Turn the stretch of rows from the line containing "Exercise. For every instance of the girl in white top, find" through the line containing "[(8, 182), (76, 183)]" into a Markdown table with two columns, No. and Line. Give each line its own numbered row and leave out blank lines.

RECORDS TO USE:
┌──

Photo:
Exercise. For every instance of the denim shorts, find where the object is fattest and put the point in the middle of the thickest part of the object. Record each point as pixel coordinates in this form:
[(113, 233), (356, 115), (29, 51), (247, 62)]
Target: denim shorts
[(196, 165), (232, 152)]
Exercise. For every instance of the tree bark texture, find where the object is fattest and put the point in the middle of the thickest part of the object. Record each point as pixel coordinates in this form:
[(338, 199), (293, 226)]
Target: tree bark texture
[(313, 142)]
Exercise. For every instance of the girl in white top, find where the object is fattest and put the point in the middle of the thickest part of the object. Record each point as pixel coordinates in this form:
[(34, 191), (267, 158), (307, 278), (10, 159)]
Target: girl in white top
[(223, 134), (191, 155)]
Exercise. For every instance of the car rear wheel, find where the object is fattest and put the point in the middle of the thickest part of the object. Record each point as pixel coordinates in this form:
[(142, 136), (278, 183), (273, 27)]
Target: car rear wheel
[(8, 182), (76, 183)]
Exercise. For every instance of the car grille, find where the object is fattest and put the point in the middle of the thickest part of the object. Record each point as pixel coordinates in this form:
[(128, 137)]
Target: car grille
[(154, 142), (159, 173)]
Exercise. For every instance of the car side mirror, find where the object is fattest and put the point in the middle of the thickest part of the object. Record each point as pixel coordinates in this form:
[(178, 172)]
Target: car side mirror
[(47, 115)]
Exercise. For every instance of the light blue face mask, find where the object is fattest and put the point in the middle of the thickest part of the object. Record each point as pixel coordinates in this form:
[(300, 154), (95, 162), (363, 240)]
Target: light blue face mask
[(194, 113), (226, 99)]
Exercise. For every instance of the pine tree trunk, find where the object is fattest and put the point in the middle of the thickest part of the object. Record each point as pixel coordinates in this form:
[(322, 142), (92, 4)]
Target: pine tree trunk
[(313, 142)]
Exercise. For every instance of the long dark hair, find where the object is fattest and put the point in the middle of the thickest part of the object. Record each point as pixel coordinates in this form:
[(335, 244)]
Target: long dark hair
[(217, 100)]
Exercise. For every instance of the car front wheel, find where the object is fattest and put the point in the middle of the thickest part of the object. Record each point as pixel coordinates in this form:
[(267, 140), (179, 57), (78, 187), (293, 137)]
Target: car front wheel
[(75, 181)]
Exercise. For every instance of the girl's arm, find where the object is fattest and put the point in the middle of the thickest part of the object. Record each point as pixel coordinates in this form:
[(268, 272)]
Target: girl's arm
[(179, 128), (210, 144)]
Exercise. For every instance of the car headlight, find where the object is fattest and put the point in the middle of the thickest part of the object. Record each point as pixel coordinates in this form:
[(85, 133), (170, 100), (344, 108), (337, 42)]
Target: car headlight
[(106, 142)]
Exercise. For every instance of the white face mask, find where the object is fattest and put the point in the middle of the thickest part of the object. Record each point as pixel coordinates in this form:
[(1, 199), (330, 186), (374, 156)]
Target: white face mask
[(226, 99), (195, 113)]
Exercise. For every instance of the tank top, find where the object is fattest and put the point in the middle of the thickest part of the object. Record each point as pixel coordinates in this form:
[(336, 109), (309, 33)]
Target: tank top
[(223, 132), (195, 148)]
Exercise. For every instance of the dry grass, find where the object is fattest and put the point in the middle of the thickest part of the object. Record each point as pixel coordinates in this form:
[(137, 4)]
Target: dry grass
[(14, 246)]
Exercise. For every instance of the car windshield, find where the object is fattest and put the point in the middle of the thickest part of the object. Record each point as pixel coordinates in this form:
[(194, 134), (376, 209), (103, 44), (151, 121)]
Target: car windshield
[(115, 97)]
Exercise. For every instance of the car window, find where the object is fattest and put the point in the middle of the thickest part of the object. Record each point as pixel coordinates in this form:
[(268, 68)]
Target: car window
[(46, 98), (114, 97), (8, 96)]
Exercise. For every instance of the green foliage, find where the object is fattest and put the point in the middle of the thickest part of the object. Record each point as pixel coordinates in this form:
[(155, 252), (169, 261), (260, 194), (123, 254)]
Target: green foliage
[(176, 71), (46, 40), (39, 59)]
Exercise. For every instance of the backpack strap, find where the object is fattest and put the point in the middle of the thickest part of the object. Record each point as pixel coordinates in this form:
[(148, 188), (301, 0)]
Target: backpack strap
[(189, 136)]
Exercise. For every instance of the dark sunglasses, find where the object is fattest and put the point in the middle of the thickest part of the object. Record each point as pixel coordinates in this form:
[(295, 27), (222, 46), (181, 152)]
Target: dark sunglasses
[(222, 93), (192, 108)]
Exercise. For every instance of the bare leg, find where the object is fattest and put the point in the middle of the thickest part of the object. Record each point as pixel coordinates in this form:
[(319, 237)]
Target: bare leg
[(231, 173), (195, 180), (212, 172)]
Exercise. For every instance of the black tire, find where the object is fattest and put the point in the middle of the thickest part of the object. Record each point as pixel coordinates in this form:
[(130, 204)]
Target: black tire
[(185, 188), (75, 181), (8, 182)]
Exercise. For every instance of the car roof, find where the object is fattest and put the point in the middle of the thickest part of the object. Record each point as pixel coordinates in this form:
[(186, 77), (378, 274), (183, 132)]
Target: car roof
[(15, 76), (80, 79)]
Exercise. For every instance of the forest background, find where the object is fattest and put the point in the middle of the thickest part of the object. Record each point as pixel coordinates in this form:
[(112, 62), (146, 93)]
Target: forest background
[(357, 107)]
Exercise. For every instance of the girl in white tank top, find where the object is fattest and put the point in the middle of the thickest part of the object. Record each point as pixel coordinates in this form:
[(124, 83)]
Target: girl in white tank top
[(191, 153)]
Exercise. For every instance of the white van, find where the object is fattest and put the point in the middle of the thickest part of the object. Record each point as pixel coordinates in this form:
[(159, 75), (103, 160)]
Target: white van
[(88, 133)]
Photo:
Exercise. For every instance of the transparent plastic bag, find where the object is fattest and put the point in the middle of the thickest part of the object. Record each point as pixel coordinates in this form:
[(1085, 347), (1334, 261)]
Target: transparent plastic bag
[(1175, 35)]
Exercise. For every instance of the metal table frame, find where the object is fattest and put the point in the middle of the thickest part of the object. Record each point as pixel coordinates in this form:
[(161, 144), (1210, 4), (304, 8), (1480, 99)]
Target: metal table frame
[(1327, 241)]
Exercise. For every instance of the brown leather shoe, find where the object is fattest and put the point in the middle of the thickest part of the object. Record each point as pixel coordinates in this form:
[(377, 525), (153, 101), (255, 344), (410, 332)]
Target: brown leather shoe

└──

SOLUTION TO THE PROBLEM:
| No. | Line |
|---|---|
| 1 | Exercise. For every instance of the girl in white top, find where the object is fattest and put the point in the middle of the thickest part of the object. Record each point as pixel coordinates in this form: |
| 2 | [(34, 191), (267, 158), (307, 278), (10, 159)] |
| 3 | Target: girl in white top |
| 4 | [(223, 134), (191, 155)] |
| 5 | Exercise. For every instance of the car rear wheel, find where the object is fattest and put the point in the middle of the thickest part of the object. Record each point as pixel coordinates in this form: |
| 6 | [(142, 136), (278, 183), (273, 27)] |
| 7 | Target: car rear wheel |
| 8 | [(8, 182), (76, 183)] |